**What is being asked**
Lay out the records below, everything from the line containing "Look at the photo above. For each instance of the red" down through the line containing "pixel 574 110", as a two-column CSV with the columns text and answer, one row per record. Put each value in a single quoted field and turn any line breaks into spaces.

begin The input

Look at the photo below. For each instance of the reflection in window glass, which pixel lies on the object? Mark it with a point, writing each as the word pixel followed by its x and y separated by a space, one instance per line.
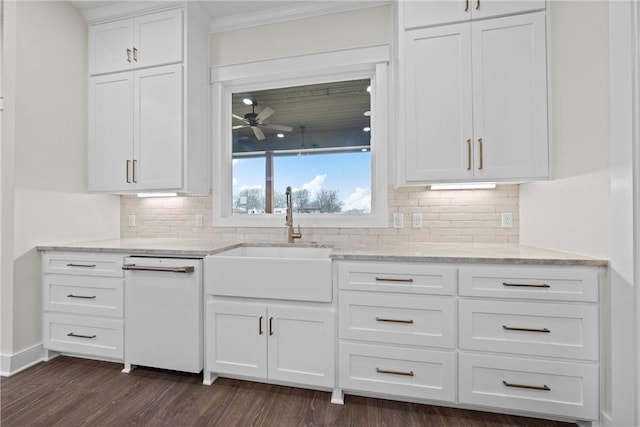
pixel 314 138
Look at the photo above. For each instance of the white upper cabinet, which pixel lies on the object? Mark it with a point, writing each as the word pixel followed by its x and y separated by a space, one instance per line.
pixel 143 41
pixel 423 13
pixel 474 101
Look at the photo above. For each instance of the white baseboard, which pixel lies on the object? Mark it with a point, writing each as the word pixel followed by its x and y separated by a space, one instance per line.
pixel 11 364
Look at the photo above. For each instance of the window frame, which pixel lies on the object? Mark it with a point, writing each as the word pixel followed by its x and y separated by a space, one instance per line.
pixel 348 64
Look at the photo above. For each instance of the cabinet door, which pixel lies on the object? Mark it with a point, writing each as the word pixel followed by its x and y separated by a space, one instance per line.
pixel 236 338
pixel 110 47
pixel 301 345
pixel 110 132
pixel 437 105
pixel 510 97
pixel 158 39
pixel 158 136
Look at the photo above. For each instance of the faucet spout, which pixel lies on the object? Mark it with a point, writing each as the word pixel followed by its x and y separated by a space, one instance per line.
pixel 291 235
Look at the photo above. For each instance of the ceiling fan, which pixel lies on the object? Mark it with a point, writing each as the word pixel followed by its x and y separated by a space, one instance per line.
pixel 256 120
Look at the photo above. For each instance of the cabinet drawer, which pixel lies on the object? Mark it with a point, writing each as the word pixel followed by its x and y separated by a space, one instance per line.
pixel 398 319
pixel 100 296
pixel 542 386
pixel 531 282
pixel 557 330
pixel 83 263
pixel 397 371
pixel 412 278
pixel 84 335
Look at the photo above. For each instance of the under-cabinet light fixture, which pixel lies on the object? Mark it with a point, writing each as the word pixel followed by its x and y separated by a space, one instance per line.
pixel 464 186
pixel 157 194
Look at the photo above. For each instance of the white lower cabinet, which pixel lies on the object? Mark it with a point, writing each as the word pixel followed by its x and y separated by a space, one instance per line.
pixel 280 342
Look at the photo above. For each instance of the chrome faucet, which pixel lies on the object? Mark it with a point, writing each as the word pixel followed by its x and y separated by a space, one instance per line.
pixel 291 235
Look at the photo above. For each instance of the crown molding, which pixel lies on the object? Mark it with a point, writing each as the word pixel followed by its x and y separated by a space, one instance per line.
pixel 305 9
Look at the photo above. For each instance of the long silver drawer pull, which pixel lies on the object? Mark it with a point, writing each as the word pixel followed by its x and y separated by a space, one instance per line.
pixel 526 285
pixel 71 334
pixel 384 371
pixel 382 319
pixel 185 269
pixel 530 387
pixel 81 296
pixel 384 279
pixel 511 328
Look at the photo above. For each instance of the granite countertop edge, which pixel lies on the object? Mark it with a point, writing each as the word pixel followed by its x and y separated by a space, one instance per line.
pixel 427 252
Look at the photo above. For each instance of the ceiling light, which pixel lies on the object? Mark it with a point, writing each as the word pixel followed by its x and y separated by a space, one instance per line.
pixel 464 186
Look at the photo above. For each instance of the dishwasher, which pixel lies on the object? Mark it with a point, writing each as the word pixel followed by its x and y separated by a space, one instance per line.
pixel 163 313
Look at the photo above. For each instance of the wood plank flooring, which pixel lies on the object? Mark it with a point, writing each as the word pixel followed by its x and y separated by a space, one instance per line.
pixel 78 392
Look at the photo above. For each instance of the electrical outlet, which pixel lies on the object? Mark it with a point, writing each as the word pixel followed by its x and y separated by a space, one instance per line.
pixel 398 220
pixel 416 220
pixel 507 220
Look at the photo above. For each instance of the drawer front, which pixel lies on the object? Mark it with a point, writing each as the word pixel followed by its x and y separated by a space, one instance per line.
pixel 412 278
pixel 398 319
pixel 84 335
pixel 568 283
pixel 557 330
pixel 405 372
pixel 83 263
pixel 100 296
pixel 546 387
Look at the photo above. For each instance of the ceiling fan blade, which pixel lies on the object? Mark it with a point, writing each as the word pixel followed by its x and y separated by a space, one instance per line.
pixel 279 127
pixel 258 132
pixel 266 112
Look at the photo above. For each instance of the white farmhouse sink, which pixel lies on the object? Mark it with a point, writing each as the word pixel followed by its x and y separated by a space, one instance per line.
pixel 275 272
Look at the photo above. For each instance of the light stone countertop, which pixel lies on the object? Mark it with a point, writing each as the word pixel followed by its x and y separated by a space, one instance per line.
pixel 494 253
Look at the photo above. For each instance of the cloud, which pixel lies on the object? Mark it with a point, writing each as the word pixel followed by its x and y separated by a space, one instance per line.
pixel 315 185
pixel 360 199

end The input
begin The input

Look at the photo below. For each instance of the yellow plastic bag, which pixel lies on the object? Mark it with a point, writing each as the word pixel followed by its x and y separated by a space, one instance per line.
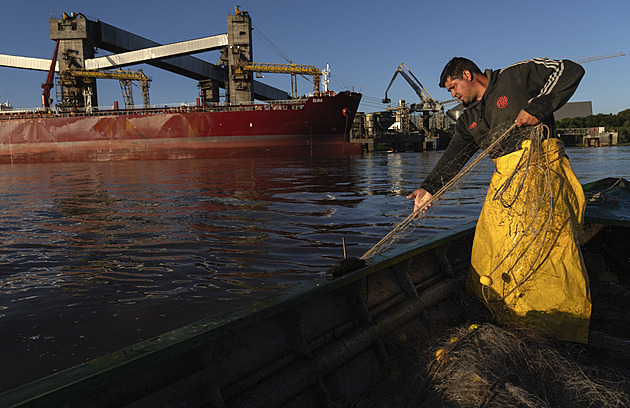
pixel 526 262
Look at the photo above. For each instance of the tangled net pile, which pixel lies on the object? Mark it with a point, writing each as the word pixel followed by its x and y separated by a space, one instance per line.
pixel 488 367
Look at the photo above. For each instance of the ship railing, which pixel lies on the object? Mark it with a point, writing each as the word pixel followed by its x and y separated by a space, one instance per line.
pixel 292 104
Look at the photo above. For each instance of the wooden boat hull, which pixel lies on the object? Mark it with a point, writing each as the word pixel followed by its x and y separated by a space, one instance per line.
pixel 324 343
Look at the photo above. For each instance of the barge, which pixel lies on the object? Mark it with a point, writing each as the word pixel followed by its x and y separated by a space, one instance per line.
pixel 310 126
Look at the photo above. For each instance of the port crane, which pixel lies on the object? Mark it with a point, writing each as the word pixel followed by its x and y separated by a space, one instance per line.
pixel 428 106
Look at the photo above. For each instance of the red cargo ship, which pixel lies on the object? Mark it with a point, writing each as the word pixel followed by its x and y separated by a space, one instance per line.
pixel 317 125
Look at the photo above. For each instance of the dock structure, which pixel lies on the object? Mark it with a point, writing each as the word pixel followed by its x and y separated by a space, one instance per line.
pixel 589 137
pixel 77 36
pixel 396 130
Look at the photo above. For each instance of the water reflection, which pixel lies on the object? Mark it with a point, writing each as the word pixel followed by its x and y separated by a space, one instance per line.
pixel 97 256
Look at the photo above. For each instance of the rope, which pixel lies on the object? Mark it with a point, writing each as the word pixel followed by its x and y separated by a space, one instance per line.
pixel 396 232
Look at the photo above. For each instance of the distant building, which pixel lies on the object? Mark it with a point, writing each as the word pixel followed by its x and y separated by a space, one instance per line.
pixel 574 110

end The input

**Exercise response**
text,answer
"Look at the photo above. For each instance of the red cargo ship, which pixel lies on the object? Mark it with a point, writing each as the word pixel followed by its x and y separated by a space, one instance per line.","pixel 317 125"
"Look at the photo above. For each instance of the dock structure, which pixel lies on the object? Mark it with a point, writing each as the word pixel followed by its x and y separated by a space, one instance per line.","pixel 589 137 pixel 77 36 pixel 396 130"
"Look at the photo above. For each instance of the water reflection, which pixel lies on the object? Mark it with a point, writing each as the word pixel followed by its x and y separated by a space, one instance per line.","pixel 97 256"
"Look at the photo above. For each instance of the rope, which pixel lies on the object? Mark it with a point, writing each as the word pixel followed by its x and y separated by a space, one instance per line.","pixel 396 232"
"Look at the photo above. For each instance of the distant building, which pixel lies on the object? Mark it with a point, writing each as the word pixel followed by its x and y separated by a space, one instance per line.","pixel 574 110"